_Excerpt to read_
╔══

Understand, visualize, control and standardize accessorial charges and other surcharges across your customer base.

Varied Applications

Apply benchmarking across your freight business units, local and regional markets, multimodal transport systems, and trade lanes to:

  • Identify and avoid potential root cause issues
  • Evaluate your contracts, service providers and practices
  • Promote cost savings for you and your customers

Top Market Intelligence for Logistics

Market intelligence can be defined as a set of external data that a company uses to drive decision-making. Good general market intelligence for freight/logistics companies includes a breakdown of who is who in the market (i.e., carriers or your competition), what are their service routes, patterns of trade, the rates in the market, volatility, stability, sustainability, etc. Internal & external pressures are high when it comes to improving costs, retaining high service levels, satisfying customers with the available infrastructure and ensuring supply chain continuity.

External forces include the need to keep up with an ever-changing market, understand why things are changing and navigate these trends successfully. Internal forces include the need to understand and manage the freight spend—how it’s being allocated, to which partners and whether those partners provide the required value to the company and the freight spend allocation.

╚══

_Data extracts_
╔══

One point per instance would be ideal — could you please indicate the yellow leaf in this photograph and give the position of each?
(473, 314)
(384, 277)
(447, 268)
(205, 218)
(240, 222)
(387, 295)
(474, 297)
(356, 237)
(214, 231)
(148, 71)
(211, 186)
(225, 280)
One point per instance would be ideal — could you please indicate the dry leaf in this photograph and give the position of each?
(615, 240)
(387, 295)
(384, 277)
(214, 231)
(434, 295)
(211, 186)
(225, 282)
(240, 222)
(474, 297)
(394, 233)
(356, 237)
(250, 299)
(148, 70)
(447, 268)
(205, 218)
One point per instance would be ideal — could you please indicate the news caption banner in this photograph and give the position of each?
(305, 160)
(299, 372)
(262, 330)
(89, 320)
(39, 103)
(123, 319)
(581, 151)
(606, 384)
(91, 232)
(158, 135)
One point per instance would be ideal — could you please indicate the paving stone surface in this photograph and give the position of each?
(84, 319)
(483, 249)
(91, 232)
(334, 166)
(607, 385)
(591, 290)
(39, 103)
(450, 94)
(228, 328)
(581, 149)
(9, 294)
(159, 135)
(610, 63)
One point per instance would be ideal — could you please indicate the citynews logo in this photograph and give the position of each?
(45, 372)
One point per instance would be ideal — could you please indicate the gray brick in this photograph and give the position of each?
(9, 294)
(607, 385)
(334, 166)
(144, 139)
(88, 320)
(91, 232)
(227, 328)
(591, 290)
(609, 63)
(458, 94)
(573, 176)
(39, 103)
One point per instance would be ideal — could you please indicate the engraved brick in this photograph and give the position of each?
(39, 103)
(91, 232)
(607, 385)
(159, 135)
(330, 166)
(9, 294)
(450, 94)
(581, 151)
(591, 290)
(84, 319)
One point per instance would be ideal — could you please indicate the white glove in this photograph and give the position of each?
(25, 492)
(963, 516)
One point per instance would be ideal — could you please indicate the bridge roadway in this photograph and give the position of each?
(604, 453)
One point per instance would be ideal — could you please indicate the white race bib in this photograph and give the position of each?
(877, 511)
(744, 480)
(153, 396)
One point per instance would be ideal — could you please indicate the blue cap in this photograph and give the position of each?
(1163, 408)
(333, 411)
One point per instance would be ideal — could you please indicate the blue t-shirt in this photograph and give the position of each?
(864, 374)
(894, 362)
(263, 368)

╚══

_Check your understanding_
(a) Answer these questions using the text on freight market intelligence, one answer per line:
(i) How does the text define market intelligence?
(ii) Across which areas of a freight business can benchmarking be applied?
(iii) What needs does the text list as external forces?
(b) Decide whether each statement agrees with the text on freight market intelligence, and support each yes or no with the deciding words from the text, quoted exactly:
(i) Benchmarking is meant to promote cost savings for the company alone, not for its customers.
(ii) Understanding and managing the freight spend is treated as an internal force.
(iii) Market intelligence consists of a company's internal data.
(c) Extend the text on freight market intelligence, picking up after its final sentence.

_Per-task answers_
(a)
(i) A set of external data that a company uses to drive decision-making.
(ii) Freight business units, local and regional markets, multimodal transport systems, and trade lanes.
(iii) The need to keep up with an ever-changing market, understand why things are changing and navigate these trends successfully.

(b)
(i) No: "Promote cost savings for you and your customers"
(ii) Yes: "Internal forces include the need to understand and manage the freight spend"
(iii) No: "a set of external data that a company uses to drive decision-making"

(c)
How to Apply Freight Market Intelligence to Operations

  • Many shippers and forwarders use freight market intelligence to improve their freight processes (efficiency, time/ cost saving, customer relations) and proactively manage regulatory changes.
  • Understand how the market shifts in terms of inventory levels—what needs to be maintained and how often order fulfilments may be required.
  • Show new players which areas of the freight market they should enter and what the current market is like in that area.
  • The same applies to established companies that don’t have business in a certain area and wish to learn about the potential risks/ROI before they invest.
  • Identify the market rate for a certain zone/area, saving time in repeatedly securing rates from the carriers Identify who makes it to your core carrier list and who doesn’t, as the market impacts prices and performance.

Importance of Market Intelligence in Decision-Making

Decision-making doesn’t just apply to those made at the top—a local decision on which carrier to book your freight with can also make or break a company’s progress. Even this requires a marketoriented approach and should have the relevant intelligence at hand before being made. The right freight market intelligence should help gauge and identify potential problem areas both at a tactical- and operational level, including transportation fuel programs, carrier procurement cycles and payment terms, or broader supply chain factors.

Staying on Top of Ocean Freight Market Dynamics

When market intelligence is gathered correctly, and on an ongoing basis, shippers and forwarders will better understand the markets they are serving and, therefore, become proactive instead of reactive to the constant changes in the ocean freight market.

This is also where benchmarking comes in, as shippers gather data to determine if they are receiving fair rates, working with the best carriers and selecting the right ports (i.e., trade lanes where they could lower costs and/or reduce time in transit). Furthermore, intelligence provides either party with a much better understanding of contract terms.

Freight Market Intelligence: How to Identify Opportunities

While freight market intelligence is the best way to optimize existing supply chain processes, it also helps to identify new opportunities.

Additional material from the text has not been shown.